Given request — Repeat the listing in full, word for word.

Material —
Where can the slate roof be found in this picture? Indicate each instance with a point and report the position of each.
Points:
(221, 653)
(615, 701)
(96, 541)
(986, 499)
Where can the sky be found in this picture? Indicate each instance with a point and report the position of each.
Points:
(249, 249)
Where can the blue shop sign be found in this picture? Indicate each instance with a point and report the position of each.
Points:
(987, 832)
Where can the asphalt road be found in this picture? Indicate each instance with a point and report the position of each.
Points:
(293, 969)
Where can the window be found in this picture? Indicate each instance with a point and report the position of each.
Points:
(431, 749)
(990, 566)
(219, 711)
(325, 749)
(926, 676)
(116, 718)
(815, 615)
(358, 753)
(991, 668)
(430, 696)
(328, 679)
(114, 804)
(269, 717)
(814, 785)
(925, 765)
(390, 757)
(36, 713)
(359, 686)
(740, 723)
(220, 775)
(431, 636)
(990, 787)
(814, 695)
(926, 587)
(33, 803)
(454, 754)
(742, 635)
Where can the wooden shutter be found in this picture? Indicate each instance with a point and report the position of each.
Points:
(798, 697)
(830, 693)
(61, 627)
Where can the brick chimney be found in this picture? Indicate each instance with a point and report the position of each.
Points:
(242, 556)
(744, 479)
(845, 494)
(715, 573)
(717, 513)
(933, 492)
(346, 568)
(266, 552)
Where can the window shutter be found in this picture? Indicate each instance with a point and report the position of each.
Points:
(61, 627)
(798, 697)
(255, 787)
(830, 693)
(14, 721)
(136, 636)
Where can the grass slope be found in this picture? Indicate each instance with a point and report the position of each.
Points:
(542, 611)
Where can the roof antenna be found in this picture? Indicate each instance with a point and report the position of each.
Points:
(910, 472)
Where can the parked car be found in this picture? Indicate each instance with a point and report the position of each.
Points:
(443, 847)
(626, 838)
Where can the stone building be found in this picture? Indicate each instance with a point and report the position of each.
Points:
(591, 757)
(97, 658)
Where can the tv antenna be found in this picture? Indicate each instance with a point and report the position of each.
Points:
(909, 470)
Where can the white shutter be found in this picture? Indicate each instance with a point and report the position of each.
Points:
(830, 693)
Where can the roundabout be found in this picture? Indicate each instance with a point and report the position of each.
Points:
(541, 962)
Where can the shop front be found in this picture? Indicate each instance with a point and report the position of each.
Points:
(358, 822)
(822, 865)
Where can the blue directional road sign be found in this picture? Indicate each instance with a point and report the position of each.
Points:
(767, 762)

Solved problem —
Where can the slate roof be found in this picture? Indicate each instance with a point and report the position of each.
Points:
(221, 653)
(615, 701)
(96, 541)
(986, 499)
Where can the sky be found in this picture? Indicate each instance with a point and report the position of each.
Points:
(249, 249)
Where can the blue shop sign be found in this picture? Indicate each instance with a point and report the position of each.
Points:
(987, 832)
Where can the asphalt road be found in this picture? Indicate each instance with a point and report the position of each.
Points:
(293, 969)
Where can the window be found in this picture? Indicate each instance with a point and report the position of each.
Points:
(431, 749)
(990, 566)
(219, 711)
(325, 749)
(926, 676)
(116, 718)
(815, 615)
(358, 753)
(991, 668)
(430, 696)
(328, 679)
(114, 804)
(269, 717)
(814, 785)
(925, 765)
(390, 757)
(36, 713)
(359, 686)
(740, 723)
(220, 775)
(431, 636)
(990, 787)
(814, 695)
(926, 587)
(33, 803)
(454, 754)
(742, 635)
Where can the wooden shutter be found in this picture? Indicate each instance with a point and report the position of each.
Points:
(798, 697)
(830, 693)
(61, 627)
Where can the brick chimney be found in this picture? Indicate each instance with a point and report the position of each.
Points:
(242, 556)
(744, 479)
(845, 494)
(715, 573)
(717, 513)
(933, 492)
(346, 568)
(266, 552)
Where can the window shutter be found in this picture? Indicate each instance with a point and report the position of each.
Points:
(61, 627)
(798, 697)
(255, 787)
(830, 693)
(14, 721)
(136, 636)
Where can the grass slope be found in this picture? Indicate each instance with a point and report the position of each.
Points:
(542, 611)
Where can the roof antenna be found in this picture? Indicate each instance with a point and report the position of each.
Points:
(910, 472)
Where can the parked car be found in this picture? Indicate each instance with a point and report the position of each.
Points:
(443, 847)
(626, 838)
Where can the stone building be found in this picture? Indicate each instance with a point and report the position of each.
Points:
(591, 757)
(97, 658)
Where can the tv antenna be found in this picture? Indicate each instance with a point and report the position of each.
Points:
(909, 470)
Where can the white shutter be found in this picture? Indicate each instance with a point and report the position of each.
Points:
(830, 693)
Where can the roundabout be found in this picture? Indicate each instance with a point and report the position of each.
Points:
(541, 962)
Where can the shop front be found in this picture? Indicate each instance with a point and report the position of each.
Points:
(358, 822)
(822, 865)
Where can the blue directional road sign be found in this picture? Indicate each instance with a point and report the position of each.
Points:
(767, 762)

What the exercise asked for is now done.